(Dataset records)
________________

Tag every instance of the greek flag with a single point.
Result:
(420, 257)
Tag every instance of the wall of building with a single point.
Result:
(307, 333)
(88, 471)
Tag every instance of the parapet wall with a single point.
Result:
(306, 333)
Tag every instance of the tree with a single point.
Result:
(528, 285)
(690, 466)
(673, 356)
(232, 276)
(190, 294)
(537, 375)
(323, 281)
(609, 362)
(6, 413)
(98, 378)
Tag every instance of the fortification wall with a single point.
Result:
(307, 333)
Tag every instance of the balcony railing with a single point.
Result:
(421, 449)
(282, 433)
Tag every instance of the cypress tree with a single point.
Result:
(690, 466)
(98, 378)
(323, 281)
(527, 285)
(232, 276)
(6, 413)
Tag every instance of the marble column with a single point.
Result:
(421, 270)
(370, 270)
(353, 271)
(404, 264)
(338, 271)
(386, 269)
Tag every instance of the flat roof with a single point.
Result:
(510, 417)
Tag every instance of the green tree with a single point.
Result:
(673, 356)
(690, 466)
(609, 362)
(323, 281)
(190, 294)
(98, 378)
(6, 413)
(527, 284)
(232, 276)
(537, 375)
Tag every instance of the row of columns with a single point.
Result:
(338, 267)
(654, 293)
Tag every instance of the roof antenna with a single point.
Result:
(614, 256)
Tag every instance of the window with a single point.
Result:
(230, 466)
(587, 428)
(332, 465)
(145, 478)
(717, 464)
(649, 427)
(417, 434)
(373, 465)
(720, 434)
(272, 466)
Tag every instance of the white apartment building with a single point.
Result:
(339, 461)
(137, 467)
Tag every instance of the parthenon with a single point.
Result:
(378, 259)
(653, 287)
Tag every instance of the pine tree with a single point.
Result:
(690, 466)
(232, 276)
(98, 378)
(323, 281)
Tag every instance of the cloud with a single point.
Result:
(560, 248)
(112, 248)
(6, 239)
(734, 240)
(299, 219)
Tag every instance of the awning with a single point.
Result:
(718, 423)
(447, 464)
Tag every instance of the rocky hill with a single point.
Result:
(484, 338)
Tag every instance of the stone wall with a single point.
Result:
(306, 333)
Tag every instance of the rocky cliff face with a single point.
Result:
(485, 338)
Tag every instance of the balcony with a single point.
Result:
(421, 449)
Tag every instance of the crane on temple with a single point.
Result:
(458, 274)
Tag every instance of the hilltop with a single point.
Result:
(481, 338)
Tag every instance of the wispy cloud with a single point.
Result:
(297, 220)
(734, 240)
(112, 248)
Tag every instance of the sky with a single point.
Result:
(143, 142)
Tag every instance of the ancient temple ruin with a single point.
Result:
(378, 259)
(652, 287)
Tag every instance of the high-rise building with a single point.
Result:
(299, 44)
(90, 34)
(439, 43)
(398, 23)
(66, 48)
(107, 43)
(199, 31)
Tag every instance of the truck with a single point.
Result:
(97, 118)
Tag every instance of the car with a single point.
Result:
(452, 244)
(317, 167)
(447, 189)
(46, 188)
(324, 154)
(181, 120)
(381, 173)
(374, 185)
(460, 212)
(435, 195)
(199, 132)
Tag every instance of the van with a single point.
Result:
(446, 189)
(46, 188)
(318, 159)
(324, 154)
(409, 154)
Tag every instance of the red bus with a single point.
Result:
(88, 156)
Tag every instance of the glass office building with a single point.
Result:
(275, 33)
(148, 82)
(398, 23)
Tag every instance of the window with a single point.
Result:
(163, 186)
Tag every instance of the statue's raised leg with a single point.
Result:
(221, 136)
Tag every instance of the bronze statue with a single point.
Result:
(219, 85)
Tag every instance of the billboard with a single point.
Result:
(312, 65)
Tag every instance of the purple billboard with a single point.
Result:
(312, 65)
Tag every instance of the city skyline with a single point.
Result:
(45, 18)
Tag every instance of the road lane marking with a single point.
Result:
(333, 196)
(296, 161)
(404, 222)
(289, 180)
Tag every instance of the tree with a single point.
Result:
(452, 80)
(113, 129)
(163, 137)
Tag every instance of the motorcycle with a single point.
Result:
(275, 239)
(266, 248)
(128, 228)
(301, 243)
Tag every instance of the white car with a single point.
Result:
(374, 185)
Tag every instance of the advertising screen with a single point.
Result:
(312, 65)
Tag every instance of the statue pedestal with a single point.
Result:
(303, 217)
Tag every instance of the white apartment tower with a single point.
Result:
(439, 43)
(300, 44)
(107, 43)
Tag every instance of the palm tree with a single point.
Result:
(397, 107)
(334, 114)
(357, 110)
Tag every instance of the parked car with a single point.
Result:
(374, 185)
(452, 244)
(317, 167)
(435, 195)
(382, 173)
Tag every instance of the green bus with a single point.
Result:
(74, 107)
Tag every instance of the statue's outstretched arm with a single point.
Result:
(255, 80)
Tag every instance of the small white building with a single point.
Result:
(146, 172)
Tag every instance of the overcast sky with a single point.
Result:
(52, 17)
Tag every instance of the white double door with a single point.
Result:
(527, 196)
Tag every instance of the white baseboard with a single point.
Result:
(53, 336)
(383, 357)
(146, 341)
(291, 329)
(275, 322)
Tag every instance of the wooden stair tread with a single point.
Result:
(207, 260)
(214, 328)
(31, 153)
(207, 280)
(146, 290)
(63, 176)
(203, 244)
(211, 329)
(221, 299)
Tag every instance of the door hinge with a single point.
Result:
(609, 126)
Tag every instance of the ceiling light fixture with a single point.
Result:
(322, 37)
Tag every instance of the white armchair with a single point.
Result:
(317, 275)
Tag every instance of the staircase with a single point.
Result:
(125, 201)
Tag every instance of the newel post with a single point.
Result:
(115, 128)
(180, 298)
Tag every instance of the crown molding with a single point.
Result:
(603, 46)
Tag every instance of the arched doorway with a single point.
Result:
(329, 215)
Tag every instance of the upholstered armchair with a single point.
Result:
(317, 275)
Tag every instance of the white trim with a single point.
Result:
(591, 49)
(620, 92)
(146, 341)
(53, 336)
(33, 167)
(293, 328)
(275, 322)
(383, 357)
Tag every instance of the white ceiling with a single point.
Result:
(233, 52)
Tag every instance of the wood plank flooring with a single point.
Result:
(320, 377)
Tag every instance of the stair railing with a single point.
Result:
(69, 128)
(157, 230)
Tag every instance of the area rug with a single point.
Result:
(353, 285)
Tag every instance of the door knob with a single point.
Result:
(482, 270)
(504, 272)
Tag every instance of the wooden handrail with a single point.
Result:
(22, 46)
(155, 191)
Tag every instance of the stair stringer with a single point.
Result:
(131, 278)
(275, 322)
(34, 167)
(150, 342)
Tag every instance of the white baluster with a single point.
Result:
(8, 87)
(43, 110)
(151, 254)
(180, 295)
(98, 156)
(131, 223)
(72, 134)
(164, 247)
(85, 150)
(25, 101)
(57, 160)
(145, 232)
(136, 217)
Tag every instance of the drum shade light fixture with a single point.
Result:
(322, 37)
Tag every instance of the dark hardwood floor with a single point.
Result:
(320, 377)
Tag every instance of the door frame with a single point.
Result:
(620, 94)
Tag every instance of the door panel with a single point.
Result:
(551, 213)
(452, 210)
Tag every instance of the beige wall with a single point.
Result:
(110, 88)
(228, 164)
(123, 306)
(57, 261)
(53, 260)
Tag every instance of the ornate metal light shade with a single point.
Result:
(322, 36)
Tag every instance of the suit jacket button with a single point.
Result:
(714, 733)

________________

### [Problem description]
Word for word, transcribe all of the entries shown above.

### [Response to this exercise]
Tag every instance of the greek flag with a single point.
Result:
(420, 257)
Tag every instance of the wall of building with a single point.
Result:
(307, 333)
(88, 471)
Tag every instance of the parapet wall with a single point.
Result:
(306, 333)
Tag every instance of the tree with a single point.
Result:
(528, 285)
(690, 466)
(673, 356)
(232, 276)
(190, 294)
(537, 375)
(323, 281)
(609, 362)
(6, 413)
(98, 378)
Tag every instance of the fortification wall with a single point.
Result:
(307, 333)
Tag every instance of the balcony railing with a single point.
Result:
(421, 449)
(282, 433)
Tag every instance of the cypress tree with a single point.
Result:
(690, 466)
(98, 378)
(323, 281)
(527, 285)
(232, 276)
(6, 413)
Tag every instance of the marble column with a single point.
Result:
(421, 270)
(370, 270)
(353, 271)
(404, 264)
(338, 271)
(386, 269)
Tag every instance of the flat roof with a single point.
Result:
(510, 417)
Tag every instance of the green tree with a single point.
Result:
(673, 356)
(690, 466)
(609, 362)
(323, 281)
(190, 294)
(98, 378)
(6, 413)
(527, 284)
(232, 276)
(537, 375)
Tag every instance of the row of columns with a single point.
Result:
(338, 267)
(654, 293)
Tag every instance of the roof antenna with a single point.
Result:
(614, 256)
Tag every instance of the window with a single point.
Result:
(230, 466)
(587, 428)
(332, 465)
(145, 478)
(717, 464)
(649, 427)
(417, 434)
(373, 465)
(720, 434)
(272, 466)
Tag every instance of the white apartment building with a single point.
Result:
(339, 461)
(137, 467)
Tag every instance of the parthenon with a single point.
Result:
(378, 259)
(653, 287)
Tag every instance of the pine tree with a single point.
Result:
(690, 466)
(232, 276)
(98, 378)
(323, 281)
Tag every instance of the cloud with a single point.
Result:
(560, 248)
(112, 248)
(6, 239)
(734, 240)
(299, 219)
Tag every instance of the awning with a single point.
Result:
(718, 423)
(447, 464)
Tag every instance of the rocky hill with a single point.
Result:
(484, 338)
Tag every instance of the stone wall with a single point.
Result:
(306, 333)
Tag every instance of the rocky cliff face with a single point.
Result:
(485, 338)
Tag every instance of the balcony with a single point.
Result:
(421, 449)
Tag every instance of the crane on temple with a single point.
Result:
(458, 274)
Tag every instance of the hilltop with a single point.
Result:
(481, 338)
Tag every instance of the wispy cloud with a single point.
Result:
(297, 220)
(734, 240)
(112, 248)
Tag every instance of the sky with a single point.
Result:
(143, 142)
Tag every instance of the ancient temple ruin with a single point.
Result:
(378, 259)
(652, 287)
Tag every instance of the high-rise building with a single point.
Result:
(299, 44)
(90, 34)
(439, 43)
(398, 23)
(66, 48)
(107, 43)
(199, 31)
Tag every instance of the truck with a single point.
Result:
(97, 118)
Tag every instance of the car with a single point.
Result:
(452, 244)
(317, 167)
(447, 189)
(46, 188)
(324, 154)
(181, 120)
(381, 173)
(374, 185)
(460, 212)
(435, 195)
(199, 132)
Tag every instance of the van with a single point.
Result:
(446, 189)
(46, 188)
(318, 159)
(324, 154)
(409, 154)
Tag every instance of the red bus with a single point.
Result:
(88, 156)
Tag every instance of the glass office building with a single point.
Result:
(275, 33)
(148, 82)
(398, 23)
Tag every instance of the window with a single point.
Result:
(163, 186)
Tag every instance of the statue's raised leg with a single point.
Result:
(221, 136)
Tag every instance of the bronze statue with a single point.
Result:
(219, 85)
Tag every instance of the billboard with a single point.
Result:
(312, 65)
Tag every instance of the purple billboard with a single point.
Result:
(312, 65)
Tag every instance of the city skyline with a single point.
Result:
(45, 18)
Tag every instance of the road lane marking with a single point.
Result:
(333, 196)
(296, 161)
(404, 222)
(289, 180)
Tag every instance of the tree with a single point.
Result:
(452, 80)
(113, 129)
(163, 137)
Tag every instance of the motorcycle with a single point.
Result:
(275, 239)
(266, 248)
(128, 228)
(301, 243)
Tag every instance of the white car with a single point.
Result:
(374, 185)
Tag every instance of the advertising screen with a single point.
Result:
(312, 65)
Tag every instance of the statue pedestal with a single point.
Result:
(303, 217)
Tag every instance of the white apartment tower with a single point.
Result:
(439, 43)
(300, 44)
(107, 43)
Tag every instance of the palm tree with a single point.
Result:
(397, 107)
(334, 114)
(357, 110)
Tag every instance of the parked car with a single point.
Result:
(374, 185)
(452, 244)
(317, 167)
(435, 195)
(382, 173)
Tag every instance of the green bus with a single point.
Result:
(74, 107)
Tag every instance of the statue's outstretched arm with a single point.
Result:
(255, 80)
Tag every instance of the small white building with a single point.
Result:
(146, 172)
Tag every instance of the overcast sky with a single point.
Result:
(52, 17)
Tag every instance of the white double door with a single point.
Result:
(527, 196)
Tag every instance of the white baseboard with a single point.
Result:
(53, 336)
(383, 357)
(146, 341)
(291, 329)
(275, 322)
Tag every instance of the wooden stair tread with a single point.
Result:
(207, 260)
(214, 328)
(31, 153)
(207, 280)
(146, 290)
(63, 176)
(203, 244)
(211, 329)
(221, 299)
Tag every instance of the door hinge with a single point.
Result:
(609, 126)
Tag every instance of the ceiling light fixture with a single point.
Result:
(322, 37)
Tag every instance of the white armchair with a single point.
Result:
(317, 275)
Tag every instance of the staircase with a single point.
Result:
(125, 201)
Tag every instance of the newel post with a single point.
Result:
(115, 128)
(180, 298)
Tag every instance of the crown molding with a single point.
Result:
(603, 46)
Tag every instance of the arched doorway with a single point.
Result:
(329, 215)
Tag every instance of the upholstered armchair with a single point.
Result:
(317, 275)
Tag every instance of the white trim with a single point.
Result:
(591, 49)
(620, 92)
(146, 341)
(53, 336)
(33, 167)
(293, 328)
(275, 322)
(383, 357)
Tag every instance of the white ceiling with a single point.
Result:
(233, 52)
Tag every instance of the wood plank flooring with a single point.
Result:
(320, 377)
Tag every instance of the stair railing with a single point.
Result:
(69, 128)
(157, 230)
Tag every instance of the area rug with a single point.
Result:
(353, 285)
Tag every instance of the door knob with a single point.
Result:
(482, 270)
(504, 272)
Tag every instance of the wooden handrail with a single point.
Result:
(22, 46)
(155, 191)
Tag every instance of the stair stringer with a single point.
Result:
(131, 278)
(275, 322)
(34, 167)
(150, 342)
Tag every instance of the white baluster with a single point.
Result:
(8, 87)
(43, 110)
(151, 254)
(180, 295)
(98, 156)
(131, 223)
(72, 134)
(164, 247)
(85, 150)
(25, 101)
(57, 160)
(145, 232)
(136, 217)
Tag every instance of the drum shade light fixture with a single point.
Result:
(322, 37)
Tag every instance of the dark hardwood floor with a single point.
Result:
(320, 377)
Tag every instance of the door frame with a single point.
Result:
(620, 94)
Tag every instance of the door panel with a single point.
Result:
(551, 213)
(452, 210)
Tag every instance of the beige wall with a single point.
Result:
(110, 88)
(228, 164)
(123, 306)
(57, 261)
(53, 260)
Tag every instance of the ornate metal light shade with a single point.
Result:
(322, 36)
Tag every instance of the suit jacket button with a single point.
Result:
(714, 733)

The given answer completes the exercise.